Obviously, if the licence ... is suddenly
revoked a visitor cannot disappear ...
and there must be a reasonable time to withdraw.
[19] Whether the force then used was reasonable in itself is a further
issue highly relevant to whether the force used was capable
of being excused on
a s 56 claim.
[20] The Judge accepted that Mr Wilson had an evidential basis for invoking s 56. The issue he had to resolve was whether, in setting out to prove that Mr Wilson had assaulted Mr Martin, the prosecution had excluded beyond reasonable doubt
Mr Wilson’s entitlement to rely on s
56.
10 Taueki v R [2013] NZSC 146 at [69].
11 Nicholls v New Zealand Police HC Nelson CRI-2010-442-444427, 5 July 2011.
Evidence
[21] On 12 June 2014, according to the undisputed evidence, the
FNDC inspectors, Peter Martin and a more senior
inspector, David
Currie, went to Mr Wilson’s Kerikeri address to inspect the house he was
building there. They arrived
at about midday.

**********

- GIVEN TASK A
Echo every line of the records below, copying each one character for character.

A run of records
**********

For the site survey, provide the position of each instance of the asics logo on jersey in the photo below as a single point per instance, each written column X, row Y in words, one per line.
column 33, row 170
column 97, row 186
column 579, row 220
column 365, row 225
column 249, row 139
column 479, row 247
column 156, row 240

**********

- GIVEN TASK B
In the court judgment passage, at about what time did the inspectors arrive at Mr Wilson's Kerikeri address?

- WRITTEN REPLY A
For the site survey, provide the position of each instance of the asics logo on jersey in the photo below as a single point per instance, each written column X, row Y in words, one per line.
column 33, row 170
column 97, row 186
column 579, row 220
column 365, row 225
column 249, row 139
column 479, row 247
column 156, row 240

- WRITTEN REPLY B
At about midday.